- _STORED DATA_:
┌────────

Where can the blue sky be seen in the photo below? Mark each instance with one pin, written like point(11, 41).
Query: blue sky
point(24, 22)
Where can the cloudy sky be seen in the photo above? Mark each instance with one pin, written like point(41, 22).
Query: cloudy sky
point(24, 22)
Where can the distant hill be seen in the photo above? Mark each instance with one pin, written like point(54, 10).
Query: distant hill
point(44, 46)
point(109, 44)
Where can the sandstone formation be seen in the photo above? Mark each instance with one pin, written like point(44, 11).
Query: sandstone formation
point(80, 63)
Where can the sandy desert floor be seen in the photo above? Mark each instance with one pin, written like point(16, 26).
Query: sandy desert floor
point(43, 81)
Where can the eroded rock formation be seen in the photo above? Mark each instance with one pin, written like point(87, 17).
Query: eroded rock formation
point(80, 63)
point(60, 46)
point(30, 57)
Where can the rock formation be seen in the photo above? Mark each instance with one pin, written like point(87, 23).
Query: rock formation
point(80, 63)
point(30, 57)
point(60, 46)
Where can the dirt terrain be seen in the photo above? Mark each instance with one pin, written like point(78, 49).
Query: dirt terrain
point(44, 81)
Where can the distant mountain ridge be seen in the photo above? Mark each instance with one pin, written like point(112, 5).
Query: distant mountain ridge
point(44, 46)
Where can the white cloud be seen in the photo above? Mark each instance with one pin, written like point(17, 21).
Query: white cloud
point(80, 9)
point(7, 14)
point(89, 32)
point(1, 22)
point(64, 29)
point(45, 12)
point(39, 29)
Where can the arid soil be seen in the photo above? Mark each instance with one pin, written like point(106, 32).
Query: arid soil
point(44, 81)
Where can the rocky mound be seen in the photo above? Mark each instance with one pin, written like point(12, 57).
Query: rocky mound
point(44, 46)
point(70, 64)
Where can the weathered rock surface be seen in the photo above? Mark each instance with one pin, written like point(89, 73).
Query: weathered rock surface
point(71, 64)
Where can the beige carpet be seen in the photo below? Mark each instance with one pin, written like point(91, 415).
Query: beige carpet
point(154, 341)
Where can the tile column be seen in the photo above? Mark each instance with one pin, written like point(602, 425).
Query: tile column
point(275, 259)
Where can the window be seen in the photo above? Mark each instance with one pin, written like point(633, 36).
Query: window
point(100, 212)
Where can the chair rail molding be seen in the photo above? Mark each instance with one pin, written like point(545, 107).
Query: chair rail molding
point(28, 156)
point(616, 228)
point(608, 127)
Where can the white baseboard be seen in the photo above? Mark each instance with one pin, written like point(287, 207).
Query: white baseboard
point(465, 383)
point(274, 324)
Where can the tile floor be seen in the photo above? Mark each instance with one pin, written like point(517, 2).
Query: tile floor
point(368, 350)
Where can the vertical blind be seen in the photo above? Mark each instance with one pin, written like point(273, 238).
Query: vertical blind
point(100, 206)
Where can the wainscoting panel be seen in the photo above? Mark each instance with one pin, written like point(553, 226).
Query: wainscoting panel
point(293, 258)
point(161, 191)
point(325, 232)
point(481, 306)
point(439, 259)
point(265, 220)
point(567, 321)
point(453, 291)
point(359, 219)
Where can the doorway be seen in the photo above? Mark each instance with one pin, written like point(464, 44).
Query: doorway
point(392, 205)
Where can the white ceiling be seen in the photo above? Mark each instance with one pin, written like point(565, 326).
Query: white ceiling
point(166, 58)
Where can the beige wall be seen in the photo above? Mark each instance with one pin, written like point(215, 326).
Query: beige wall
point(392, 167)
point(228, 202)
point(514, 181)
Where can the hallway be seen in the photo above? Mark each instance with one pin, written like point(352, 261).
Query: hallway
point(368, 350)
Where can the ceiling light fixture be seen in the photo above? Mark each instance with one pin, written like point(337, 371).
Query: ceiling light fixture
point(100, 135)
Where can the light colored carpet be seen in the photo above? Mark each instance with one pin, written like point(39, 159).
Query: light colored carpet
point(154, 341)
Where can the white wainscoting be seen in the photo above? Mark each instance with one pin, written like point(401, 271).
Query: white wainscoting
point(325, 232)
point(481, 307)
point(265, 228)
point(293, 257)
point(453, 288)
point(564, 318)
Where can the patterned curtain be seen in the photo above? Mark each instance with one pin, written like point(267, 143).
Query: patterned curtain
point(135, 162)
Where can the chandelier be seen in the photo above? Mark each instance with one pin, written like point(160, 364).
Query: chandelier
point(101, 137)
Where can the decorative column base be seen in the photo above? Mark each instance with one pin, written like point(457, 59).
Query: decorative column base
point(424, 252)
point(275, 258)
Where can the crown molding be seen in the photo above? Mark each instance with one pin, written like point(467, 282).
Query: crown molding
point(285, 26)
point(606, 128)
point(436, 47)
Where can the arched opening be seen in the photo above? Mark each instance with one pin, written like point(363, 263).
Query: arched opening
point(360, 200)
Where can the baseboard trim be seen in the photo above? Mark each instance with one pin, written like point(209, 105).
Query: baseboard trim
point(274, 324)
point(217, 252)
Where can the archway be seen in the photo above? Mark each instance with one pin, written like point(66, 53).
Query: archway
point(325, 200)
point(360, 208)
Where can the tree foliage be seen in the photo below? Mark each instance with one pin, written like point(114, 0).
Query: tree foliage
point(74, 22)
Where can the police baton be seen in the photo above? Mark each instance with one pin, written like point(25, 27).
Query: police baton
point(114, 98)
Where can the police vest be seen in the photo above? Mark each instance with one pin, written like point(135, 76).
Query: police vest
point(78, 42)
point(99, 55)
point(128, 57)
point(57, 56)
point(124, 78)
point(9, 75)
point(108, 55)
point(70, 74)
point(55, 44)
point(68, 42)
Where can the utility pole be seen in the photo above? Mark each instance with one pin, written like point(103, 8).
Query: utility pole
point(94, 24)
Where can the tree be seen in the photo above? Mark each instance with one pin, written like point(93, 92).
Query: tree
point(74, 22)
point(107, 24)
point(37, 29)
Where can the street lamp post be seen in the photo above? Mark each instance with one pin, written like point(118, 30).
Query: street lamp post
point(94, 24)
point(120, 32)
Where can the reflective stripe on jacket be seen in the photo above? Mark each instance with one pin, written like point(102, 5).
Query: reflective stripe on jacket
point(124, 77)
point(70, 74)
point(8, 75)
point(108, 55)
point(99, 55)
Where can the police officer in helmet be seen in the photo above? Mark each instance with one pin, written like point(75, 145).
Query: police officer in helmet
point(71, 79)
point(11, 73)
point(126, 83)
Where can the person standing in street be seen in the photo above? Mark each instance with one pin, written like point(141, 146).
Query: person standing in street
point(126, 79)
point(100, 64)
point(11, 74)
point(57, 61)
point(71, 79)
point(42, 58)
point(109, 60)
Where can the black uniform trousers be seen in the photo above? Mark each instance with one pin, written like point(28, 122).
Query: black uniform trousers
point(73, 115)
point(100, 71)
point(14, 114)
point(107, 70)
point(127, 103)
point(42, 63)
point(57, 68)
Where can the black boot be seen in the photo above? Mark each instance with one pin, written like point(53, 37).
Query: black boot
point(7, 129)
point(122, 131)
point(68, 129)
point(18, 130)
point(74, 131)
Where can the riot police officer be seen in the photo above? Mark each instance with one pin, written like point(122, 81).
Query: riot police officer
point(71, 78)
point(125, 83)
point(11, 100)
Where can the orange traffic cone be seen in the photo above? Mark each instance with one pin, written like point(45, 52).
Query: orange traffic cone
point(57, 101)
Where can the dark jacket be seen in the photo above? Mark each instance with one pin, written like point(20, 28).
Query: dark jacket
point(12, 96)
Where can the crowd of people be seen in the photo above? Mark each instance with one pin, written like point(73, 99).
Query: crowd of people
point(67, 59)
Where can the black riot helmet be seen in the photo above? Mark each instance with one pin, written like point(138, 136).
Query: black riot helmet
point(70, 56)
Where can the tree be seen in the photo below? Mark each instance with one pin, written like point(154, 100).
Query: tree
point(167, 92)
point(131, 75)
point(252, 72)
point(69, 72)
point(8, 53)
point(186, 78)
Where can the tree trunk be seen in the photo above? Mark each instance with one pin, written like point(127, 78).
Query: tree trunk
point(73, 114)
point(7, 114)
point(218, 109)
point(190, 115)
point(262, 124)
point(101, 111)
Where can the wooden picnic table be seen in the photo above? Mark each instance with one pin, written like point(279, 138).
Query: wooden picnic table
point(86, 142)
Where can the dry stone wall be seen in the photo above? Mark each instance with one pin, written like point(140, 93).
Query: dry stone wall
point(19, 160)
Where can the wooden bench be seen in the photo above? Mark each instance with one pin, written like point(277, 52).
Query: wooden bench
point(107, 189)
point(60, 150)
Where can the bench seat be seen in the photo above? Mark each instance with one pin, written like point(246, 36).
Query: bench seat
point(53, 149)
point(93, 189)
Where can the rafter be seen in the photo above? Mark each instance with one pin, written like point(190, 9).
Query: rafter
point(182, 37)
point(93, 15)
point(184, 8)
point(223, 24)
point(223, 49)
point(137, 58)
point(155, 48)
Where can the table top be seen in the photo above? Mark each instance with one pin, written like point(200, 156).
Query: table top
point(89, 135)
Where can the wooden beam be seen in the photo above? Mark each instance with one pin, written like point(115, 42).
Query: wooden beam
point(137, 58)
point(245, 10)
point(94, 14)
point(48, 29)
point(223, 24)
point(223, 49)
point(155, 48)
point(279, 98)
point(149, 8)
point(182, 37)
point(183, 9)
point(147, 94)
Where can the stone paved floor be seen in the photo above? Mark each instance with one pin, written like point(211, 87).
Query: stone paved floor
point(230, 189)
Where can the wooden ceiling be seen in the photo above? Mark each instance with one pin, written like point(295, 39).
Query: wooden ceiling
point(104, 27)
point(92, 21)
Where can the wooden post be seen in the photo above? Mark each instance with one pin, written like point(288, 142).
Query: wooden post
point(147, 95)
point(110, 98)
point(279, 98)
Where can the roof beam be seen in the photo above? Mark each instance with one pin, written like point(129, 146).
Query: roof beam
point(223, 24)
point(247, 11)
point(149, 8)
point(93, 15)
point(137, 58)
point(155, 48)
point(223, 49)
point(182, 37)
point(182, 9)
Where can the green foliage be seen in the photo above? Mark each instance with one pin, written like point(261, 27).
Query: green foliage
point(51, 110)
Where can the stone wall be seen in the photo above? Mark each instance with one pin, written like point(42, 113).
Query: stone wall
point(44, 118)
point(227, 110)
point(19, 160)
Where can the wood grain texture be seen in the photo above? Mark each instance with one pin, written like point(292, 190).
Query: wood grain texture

└────────

- _THE TASK_:
Reproduce verbatim the lines of the listing above, starting at the line that contains "Where can the person" and ending at the line that contains "point(57, 68)", with both of those lines included.

- _EXERCISE RESULT_:
Where can the person standing in street be seen in the photo above? Mark each instance with one pin, written like point(141, 146).
Query: person standing in street
point(126, 79)
point(100, 64)
point(11, 74)
point(57, 61)
point(71, 79)
point(42, 58)
point(109, 60)
Where can the black uniform trousers be seen in the photo above? Mark each instance with one pin, written like point(28, 122).
Query: black uniform trousers
point(73, 115)
point(100, 71)
point(14, 114)
point(107, 70)
point(127, 103)
point(42, 63)
point(57, 68)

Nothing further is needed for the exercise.